Source material:
>>>

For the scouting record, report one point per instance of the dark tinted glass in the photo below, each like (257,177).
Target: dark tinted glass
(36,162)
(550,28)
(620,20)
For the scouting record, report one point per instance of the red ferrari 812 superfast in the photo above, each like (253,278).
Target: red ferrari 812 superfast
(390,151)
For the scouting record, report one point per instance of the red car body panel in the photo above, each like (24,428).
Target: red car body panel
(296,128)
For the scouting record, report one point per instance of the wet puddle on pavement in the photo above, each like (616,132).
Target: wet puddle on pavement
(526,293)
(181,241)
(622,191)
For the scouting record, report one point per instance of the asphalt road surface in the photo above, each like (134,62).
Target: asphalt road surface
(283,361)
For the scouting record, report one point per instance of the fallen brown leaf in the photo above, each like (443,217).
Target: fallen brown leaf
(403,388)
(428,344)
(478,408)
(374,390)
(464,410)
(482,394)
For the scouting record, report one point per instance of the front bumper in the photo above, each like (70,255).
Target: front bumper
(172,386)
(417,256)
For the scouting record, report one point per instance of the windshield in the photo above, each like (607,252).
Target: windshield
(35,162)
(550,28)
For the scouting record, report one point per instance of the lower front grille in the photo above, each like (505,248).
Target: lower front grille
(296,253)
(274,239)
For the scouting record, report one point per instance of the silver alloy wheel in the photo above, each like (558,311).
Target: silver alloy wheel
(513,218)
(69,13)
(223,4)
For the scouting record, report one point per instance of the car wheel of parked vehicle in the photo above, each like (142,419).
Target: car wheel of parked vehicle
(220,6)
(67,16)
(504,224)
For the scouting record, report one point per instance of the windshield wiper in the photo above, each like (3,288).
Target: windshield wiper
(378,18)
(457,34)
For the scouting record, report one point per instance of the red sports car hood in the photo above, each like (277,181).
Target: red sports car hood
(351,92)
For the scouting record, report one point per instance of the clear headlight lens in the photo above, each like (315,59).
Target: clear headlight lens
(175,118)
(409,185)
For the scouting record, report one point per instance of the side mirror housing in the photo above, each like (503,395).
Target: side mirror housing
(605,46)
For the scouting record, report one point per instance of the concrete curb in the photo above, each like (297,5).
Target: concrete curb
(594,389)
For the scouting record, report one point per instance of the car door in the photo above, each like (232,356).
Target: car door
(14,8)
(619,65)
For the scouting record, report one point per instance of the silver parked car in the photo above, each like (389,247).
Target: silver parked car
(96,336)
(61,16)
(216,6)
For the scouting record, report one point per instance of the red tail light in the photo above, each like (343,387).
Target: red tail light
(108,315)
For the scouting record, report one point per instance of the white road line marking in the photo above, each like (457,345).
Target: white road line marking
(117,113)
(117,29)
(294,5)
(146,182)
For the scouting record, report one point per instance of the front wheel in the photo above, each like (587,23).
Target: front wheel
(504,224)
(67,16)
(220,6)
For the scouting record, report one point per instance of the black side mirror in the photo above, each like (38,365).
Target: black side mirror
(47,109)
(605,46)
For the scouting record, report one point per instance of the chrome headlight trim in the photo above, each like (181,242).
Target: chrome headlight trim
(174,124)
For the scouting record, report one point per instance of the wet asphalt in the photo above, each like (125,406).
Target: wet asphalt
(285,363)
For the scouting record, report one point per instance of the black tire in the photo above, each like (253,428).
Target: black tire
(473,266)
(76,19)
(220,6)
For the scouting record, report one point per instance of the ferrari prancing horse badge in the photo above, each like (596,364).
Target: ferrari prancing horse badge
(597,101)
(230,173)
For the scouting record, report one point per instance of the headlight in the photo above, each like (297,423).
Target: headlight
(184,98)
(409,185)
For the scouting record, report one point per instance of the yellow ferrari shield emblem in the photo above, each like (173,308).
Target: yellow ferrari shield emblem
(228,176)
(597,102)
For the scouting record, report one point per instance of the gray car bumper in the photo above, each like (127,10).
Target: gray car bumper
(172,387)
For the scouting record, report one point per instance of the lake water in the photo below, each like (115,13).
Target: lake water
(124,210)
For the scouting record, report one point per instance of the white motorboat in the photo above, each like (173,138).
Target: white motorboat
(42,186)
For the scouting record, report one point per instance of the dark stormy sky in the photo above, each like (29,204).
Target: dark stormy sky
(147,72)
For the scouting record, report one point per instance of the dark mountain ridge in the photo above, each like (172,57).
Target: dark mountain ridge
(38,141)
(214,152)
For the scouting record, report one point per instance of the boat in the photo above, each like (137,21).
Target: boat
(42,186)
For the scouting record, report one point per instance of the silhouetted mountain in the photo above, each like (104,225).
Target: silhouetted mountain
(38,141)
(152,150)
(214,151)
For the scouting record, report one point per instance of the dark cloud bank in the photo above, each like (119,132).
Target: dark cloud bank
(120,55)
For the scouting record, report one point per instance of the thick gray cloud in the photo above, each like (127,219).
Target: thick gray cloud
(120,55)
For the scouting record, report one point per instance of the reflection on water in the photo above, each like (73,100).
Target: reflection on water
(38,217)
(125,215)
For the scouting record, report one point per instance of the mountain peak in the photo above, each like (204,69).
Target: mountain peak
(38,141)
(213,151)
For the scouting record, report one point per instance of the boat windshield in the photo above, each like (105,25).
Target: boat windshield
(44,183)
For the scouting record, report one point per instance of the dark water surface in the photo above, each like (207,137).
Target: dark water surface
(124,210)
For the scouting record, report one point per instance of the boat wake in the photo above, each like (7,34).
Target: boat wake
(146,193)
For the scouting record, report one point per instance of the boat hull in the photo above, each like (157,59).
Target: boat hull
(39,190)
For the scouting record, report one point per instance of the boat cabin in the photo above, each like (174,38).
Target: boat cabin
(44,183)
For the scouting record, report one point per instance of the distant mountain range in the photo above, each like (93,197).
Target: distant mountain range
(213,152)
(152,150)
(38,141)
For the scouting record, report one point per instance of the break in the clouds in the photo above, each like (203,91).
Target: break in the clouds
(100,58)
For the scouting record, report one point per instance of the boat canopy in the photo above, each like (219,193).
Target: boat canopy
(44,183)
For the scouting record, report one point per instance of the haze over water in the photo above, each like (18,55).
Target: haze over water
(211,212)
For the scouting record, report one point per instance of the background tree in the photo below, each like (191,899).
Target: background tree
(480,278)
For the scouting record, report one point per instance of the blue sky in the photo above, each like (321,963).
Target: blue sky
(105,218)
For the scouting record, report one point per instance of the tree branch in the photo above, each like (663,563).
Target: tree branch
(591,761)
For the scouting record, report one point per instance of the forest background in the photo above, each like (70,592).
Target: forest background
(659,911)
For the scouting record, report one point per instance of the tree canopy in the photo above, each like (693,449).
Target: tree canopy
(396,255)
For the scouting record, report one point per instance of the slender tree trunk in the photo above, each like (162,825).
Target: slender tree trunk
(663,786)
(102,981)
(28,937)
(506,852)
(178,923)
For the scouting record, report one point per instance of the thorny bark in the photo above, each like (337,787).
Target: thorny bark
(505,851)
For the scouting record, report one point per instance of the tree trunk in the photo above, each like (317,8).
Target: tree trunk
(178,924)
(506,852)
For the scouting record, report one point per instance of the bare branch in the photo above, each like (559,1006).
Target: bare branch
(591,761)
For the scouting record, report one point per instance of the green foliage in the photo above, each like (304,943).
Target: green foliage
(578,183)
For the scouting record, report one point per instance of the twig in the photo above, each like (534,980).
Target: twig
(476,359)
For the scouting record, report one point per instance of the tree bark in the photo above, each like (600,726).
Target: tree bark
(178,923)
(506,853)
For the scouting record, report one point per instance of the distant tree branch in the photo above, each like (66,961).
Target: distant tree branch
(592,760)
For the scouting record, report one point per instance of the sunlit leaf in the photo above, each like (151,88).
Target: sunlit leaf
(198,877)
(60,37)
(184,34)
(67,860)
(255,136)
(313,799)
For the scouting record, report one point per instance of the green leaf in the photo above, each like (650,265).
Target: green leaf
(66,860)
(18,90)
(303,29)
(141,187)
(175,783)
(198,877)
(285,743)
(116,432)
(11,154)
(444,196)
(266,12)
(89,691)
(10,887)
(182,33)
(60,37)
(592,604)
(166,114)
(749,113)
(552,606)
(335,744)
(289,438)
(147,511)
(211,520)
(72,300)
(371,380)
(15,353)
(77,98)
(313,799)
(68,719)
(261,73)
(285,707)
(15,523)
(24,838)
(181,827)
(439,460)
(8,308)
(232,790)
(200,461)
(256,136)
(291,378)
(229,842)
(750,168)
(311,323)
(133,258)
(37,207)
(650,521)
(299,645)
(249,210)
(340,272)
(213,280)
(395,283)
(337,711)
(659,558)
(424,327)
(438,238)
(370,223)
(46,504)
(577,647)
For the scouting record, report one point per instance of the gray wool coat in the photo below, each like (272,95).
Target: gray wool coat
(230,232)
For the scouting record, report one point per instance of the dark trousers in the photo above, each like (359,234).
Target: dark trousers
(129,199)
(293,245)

<<<

What you need to do: Edit the lines starting at the one containing "each like (272,95)." and ending at the final line, changing "gray wool coat" to "charcoal wool coat" and leaving everything else as it is.

Answer to the problem:
For the scouting record, report one point per instance of the charcoal wool coat in the photo below, each like (272,95).
Target: charcoal wool coat
(230,232)
For the scouting record, report one point per instance of the dark trousers in the photo above, each like (359,234).
Target: dark trousers
(129,199)
(293,245)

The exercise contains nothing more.